SOURCE MATERIAL
..........

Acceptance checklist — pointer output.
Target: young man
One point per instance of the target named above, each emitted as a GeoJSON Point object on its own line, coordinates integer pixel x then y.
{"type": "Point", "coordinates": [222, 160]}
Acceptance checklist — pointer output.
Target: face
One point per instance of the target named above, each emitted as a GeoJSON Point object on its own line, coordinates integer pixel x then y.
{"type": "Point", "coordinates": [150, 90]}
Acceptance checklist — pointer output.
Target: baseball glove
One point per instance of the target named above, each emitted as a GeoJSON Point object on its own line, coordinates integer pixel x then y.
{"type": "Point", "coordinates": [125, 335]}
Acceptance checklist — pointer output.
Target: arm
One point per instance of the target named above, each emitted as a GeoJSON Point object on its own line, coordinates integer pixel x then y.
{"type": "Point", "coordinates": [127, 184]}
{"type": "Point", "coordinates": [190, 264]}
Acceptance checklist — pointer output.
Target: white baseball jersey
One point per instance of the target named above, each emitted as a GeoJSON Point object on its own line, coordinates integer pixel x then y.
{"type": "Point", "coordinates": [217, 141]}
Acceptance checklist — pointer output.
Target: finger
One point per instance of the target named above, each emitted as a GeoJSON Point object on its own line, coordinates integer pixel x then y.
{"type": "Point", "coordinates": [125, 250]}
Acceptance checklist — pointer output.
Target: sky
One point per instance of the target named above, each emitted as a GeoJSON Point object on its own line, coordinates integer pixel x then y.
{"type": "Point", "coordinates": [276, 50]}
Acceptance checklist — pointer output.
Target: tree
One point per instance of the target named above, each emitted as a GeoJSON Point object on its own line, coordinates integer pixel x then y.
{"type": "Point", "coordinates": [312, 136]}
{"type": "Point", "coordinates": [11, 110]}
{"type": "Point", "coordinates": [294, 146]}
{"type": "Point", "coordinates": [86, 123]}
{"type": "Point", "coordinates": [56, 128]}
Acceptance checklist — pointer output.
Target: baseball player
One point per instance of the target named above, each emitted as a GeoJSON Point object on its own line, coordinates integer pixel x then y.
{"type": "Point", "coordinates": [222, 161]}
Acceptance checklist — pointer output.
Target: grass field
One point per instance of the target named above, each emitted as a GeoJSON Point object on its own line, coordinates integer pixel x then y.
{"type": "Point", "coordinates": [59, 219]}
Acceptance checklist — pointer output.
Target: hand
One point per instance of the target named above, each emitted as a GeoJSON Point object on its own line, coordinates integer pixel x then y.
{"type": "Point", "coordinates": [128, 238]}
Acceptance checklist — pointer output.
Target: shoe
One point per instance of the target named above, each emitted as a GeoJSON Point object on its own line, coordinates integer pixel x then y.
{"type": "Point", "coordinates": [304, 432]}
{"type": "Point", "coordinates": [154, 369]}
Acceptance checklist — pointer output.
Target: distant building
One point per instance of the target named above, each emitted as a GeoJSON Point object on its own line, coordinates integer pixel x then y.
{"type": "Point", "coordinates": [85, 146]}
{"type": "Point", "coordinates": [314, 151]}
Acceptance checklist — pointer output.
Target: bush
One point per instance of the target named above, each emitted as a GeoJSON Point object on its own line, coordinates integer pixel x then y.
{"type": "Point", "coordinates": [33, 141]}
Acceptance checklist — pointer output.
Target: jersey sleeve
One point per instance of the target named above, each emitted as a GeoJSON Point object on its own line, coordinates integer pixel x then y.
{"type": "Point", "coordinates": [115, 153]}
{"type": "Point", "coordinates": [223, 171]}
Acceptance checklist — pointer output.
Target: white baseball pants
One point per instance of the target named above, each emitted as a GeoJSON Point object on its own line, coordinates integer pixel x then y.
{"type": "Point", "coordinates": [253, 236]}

..........

YOUR OBJECTIVE
From the records above, return each line that includes "white".

ANSWER TO THIS TASK
Target: white baseball jersey
Target: white baseball pants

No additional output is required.